▶ What you are asked to do
Reproduce every one of the items below word for word, and please leave the pictures out of your answer.

▶ Available data

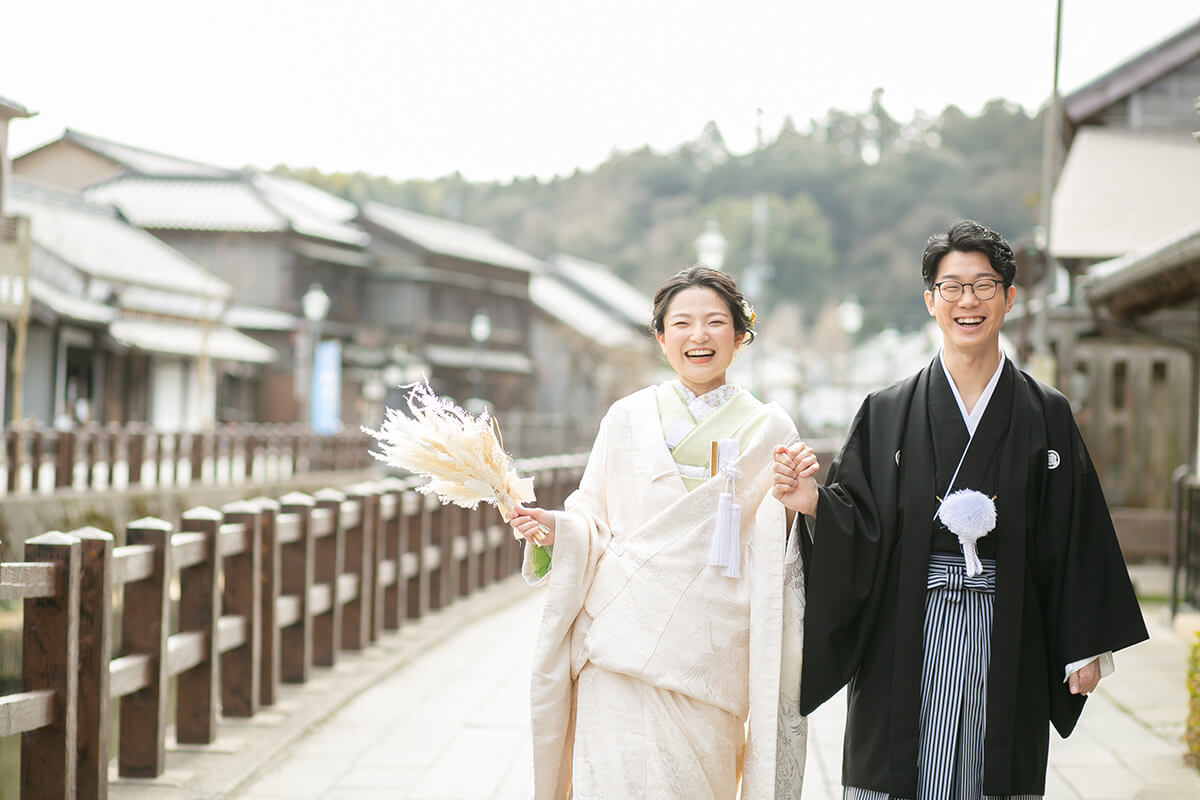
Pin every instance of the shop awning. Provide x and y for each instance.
(65, 305)
(455, 358)
(191, 340)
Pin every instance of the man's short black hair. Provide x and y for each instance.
(969, 236)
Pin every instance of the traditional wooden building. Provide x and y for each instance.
(591, 344)
(1129, 187)
(456, 299)
(120, 326)
(270, 238)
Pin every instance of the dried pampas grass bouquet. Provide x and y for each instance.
(462, 455)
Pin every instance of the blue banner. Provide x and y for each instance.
(327, 388)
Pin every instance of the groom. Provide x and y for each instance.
(953, 677)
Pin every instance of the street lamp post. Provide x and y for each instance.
(315, 305)
(480, 332)
(711, 246)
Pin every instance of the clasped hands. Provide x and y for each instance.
(526, 523)
(796, 483)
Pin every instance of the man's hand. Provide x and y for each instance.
(1084, 680)
(796, 483)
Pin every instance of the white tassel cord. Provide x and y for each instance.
(726, 548)
(462, 455)
(970, 516)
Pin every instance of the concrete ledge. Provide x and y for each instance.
(1145, 534)
(245, 747)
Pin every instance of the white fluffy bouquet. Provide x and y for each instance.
(462, 455)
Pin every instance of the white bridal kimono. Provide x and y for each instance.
(649, 662)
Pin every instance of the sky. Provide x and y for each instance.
(502, 89)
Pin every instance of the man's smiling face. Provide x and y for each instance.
(969, 324)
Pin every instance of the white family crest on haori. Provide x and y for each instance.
(462, 455)
(970, 516)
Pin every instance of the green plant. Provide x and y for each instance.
(1192, 731)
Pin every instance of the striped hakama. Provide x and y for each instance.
(953, 684)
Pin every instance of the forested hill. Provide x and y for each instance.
(851, 202)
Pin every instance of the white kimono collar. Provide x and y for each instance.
(706, 404)
(971, 419)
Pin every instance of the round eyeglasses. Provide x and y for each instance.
(983, 289)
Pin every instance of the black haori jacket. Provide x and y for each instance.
(1062, 588)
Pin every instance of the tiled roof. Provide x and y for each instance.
(1164, 274)
(447, 238)
(1121, 191)
(161, 191)
(1128, 77)
(190, 204)
(96, 241)
(255, 203)
(579, 312)
(145, 162)
(598, 281)
(311, 211)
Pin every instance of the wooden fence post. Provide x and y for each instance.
(51, 643)
(145, 629)
(359, 612)
(240, 667)
(95, 654)
(327, 627)
(271, 584)
(199, 609)
(299, 573)
(390, 547)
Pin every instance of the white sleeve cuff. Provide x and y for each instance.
(1107, 665)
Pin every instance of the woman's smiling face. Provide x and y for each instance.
(699, 338)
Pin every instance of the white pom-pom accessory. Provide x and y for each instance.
(970, 516)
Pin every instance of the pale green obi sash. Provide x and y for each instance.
(738, 417)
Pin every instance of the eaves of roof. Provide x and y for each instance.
(10, 110)
(1132, 74)
(1164, 275)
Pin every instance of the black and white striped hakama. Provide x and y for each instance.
(953, 684)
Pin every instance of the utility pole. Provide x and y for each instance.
(1043, 361)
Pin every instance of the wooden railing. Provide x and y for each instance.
(268, 590)
(39, 459)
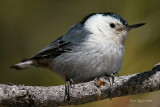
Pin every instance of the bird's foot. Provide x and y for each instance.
(67, 88)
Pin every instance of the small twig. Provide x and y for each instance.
(20, 95)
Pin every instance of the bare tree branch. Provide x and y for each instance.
(20, 95)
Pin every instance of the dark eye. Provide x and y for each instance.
(112, 25)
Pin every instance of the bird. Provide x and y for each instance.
(91, 48)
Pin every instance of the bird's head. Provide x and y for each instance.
(108, 25)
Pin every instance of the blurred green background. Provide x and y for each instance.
(26, 26)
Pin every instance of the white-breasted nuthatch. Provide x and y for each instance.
(91, 48)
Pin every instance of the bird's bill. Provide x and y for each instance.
(134, 26)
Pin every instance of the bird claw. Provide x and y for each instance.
(67, 87)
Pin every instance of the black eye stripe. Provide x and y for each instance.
(112, 25)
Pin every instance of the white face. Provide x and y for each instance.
(107, 27)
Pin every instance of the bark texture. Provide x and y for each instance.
(98, 89)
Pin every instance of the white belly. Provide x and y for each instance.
(88, 63)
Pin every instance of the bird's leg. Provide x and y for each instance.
(111, 81)
(67, 86)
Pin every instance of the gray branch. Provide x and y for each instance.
(98, 89)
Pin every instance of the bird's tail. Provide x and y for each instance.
(24, 64)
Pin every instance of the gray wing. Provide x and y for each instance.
(54, 49)
(66, 43)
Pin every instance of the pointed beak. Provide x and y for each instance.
(128, 27)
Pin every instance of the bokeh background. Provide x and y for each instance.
(26, 26)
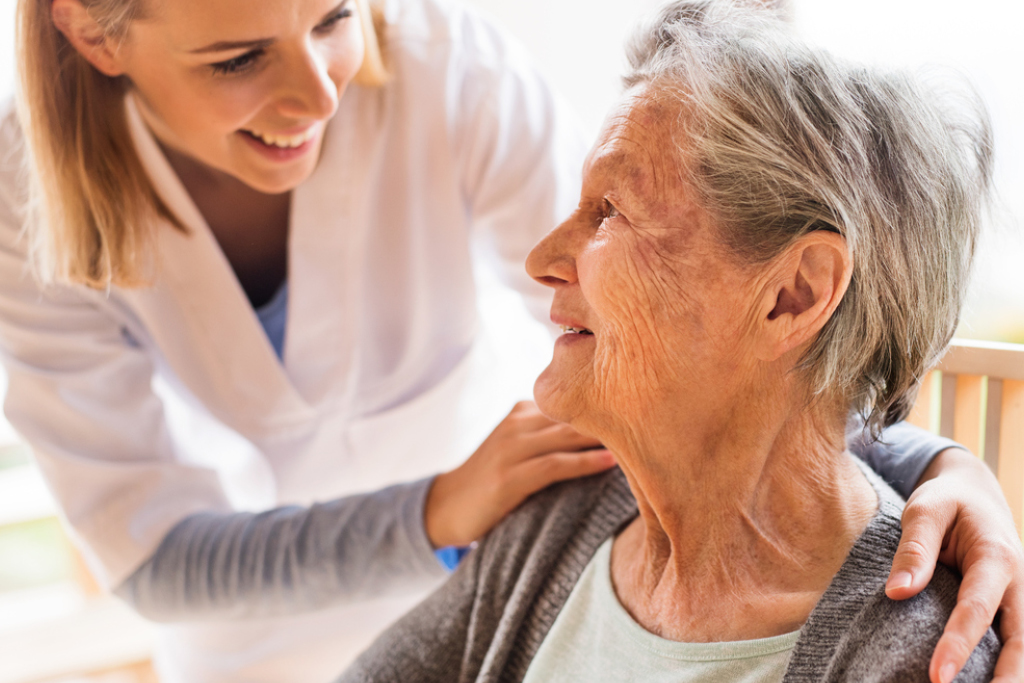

▶ Result of this exercise
Pin every instance of the shop awning. Provide x and y for each instance.
(65, 305)
(455, 358)
(191, 340)
Pin every instance of the man's short black hair. Provide x and y for each instance.
(969, 236)
Pin every instance of the traditional wooden building. Provide x and y for each instance.
(591, 344)
(1129, 187)
(456, 299)
(120, 326)
(270, 238)
Pin every instance of the dried pampas grass bouquet. Provide x and y for each instance.
(462, 455)
Pin every instance of the blue banner. Provide x and y for each instance.
(327, 388)
Pin every instance of the groom. Provide x and y for each instance.
(953, 677)
Pin every instance of the street lamp post. Provide x and y for each instance.
(315, 305)
(480, 332)
(711, 246)
Pin every instance of the clasped hands. Provide x and y for each instance.
(526, 523)
(796, 483)
Pin every instance of the man's hand. Provide x and y for each instance.
(1084, 680)
(796, 483)
Pin every instance of the white tassel cord. Provide x and y for each instance.
(726, 548)
(462, 455)
(970, 516)
Pin every instance of the concrete ledge. Provide x and y for each instance.
(1145, 534)
(245, 747)
Pin every instance of the white fluffy bouquet. Provide x and y for each instance.
(462, 455)
Pin every instance of the white bridal kimono. Provide x and y for each instance.
(649, 662)
Pin every instance of the sky. Provide x and y for each instance.
(502, 89)
Pin every instance of the man's smiling face. Provide x and y for each instance.
(969, 324)
Pin every instance of the white family crest on haori. Provide x and y for each instance.
(462, 455)
(970, 516)
Pin every instance of the green plant. Provide x and y for each instance.
(1192, 731)
Pin every instance of the striped hakama. Provide x and y for each instance.
(953, 684)
Pin every instance of the forested hill. Provide x and y for each instance.
(851, 202)
Pin every instance of the white kimono collar. Provide x and y for each instance.
(706, 404)
(971, 419)
Pin every instance of the round eyeglasses. Provide x and y for each instance.
(983, 289)
Pin every instance of the black haori jacket. Provide x and y for each instance.
(1062, 588)
Pin every instance of the tiled roof. Provide x and y for each instance.
(1164, 274)
(447, 238)
(1121, 191)
(161, 191)
(1128, 77)
(190, 204)
(96, 241)
(255, 203)
(579, 312)
(145, 162)
(598, 281)
(311, 211)
Pin every instance of the wooden fence post. Provide x and y for each instance.
(51, 643)
(145, 629)
(359, 612)
(240, 667)
(95, 654)
(327, 627)
(271, 584)
(199, 609)
(299, 573)
(390, 547)
Pin every instance of the white sleeve cuff. Provide x and y for each instance.
(1107, 665)
Pin every instance of the woman's smiling face. Provide x and y for each instance.
(699, 338)
Pin every instance of the white pom-pom accessory. Provide x and y for each instance.
(970, 516)
Pin every instance of the pale green obi sash. Provide x and y for each instance.
(738, 417)
Pin every instance of the eaves of roof. Provide x and y for each instance.
(10, 110)
(1132, 74)
(1164, 275)
Pin every instance of the black and white striped hakama. Provide x and y for each instance.
(953, 684)
Pin every instance of the utility pole. Provide x and y for each instance.
(1043, 361)
Pin every instance of the wooden railing. Provide x and y for each instance.
(268, 590)
(39, 459)
Pin every instance of the bird's foot. Provide x and y for each instance.
(67, 88)
Pin every instance of the small twig. Provide x and y for each instance.
(20, 95)
Pin every instance of the bare tree branch. Provide x and y for each instance.
(20, 95)
Pin every instance of the dark eye. Provide x and y for each instance.
(112, 25)
Pin every instance of the bird. Provide x and y for each instance.
(91, 48)
Pin every instance of the bird's head. Provide x and y for each instance.
(108, 25)
Pin every instance of the blurred green background. Provide x and y for each instance.
(26, 26)
Pin every instance of the white-breasted nuthatch. Provide x and y for each instance.
(91, 48)
Pin every instance of the bird's bill. Provide x and y for each instance.
(134, 26)
Pin every instance of the bird claw. Provide x and y for each instance.
(67, 87)
Pin every instance of the black eye stripe. Provide x and y for each instance.
(112, 25)
Pin every instance of the white face. Provide x and y for each instance.
(107, 27)
Pin every instance of the bark texture. Provide x and y for each instance.
(98, 89)
Pin every instance of the white belly. Provide x and y for each instance.
(88, 63)
Pin every instance of the bird's leg. Provide x and y for each instance.
(111, 81)
(67, 86)
Pin every instance of the gray branch. Provide x and y for each instance.
(98, 89)
Pin every instance of the bird's tail. Provide x and y for each instance.
(24, 64)
Pin every instance of the gray wing. Provide x and y for each instance.
(54, 49)
(66, 43)
Pin every instance of the pointed beak. Provide x and y for each instance.
(128, 27)
Pin every instance of the bokeh background. Provide x and y for each instance.
(26, 26)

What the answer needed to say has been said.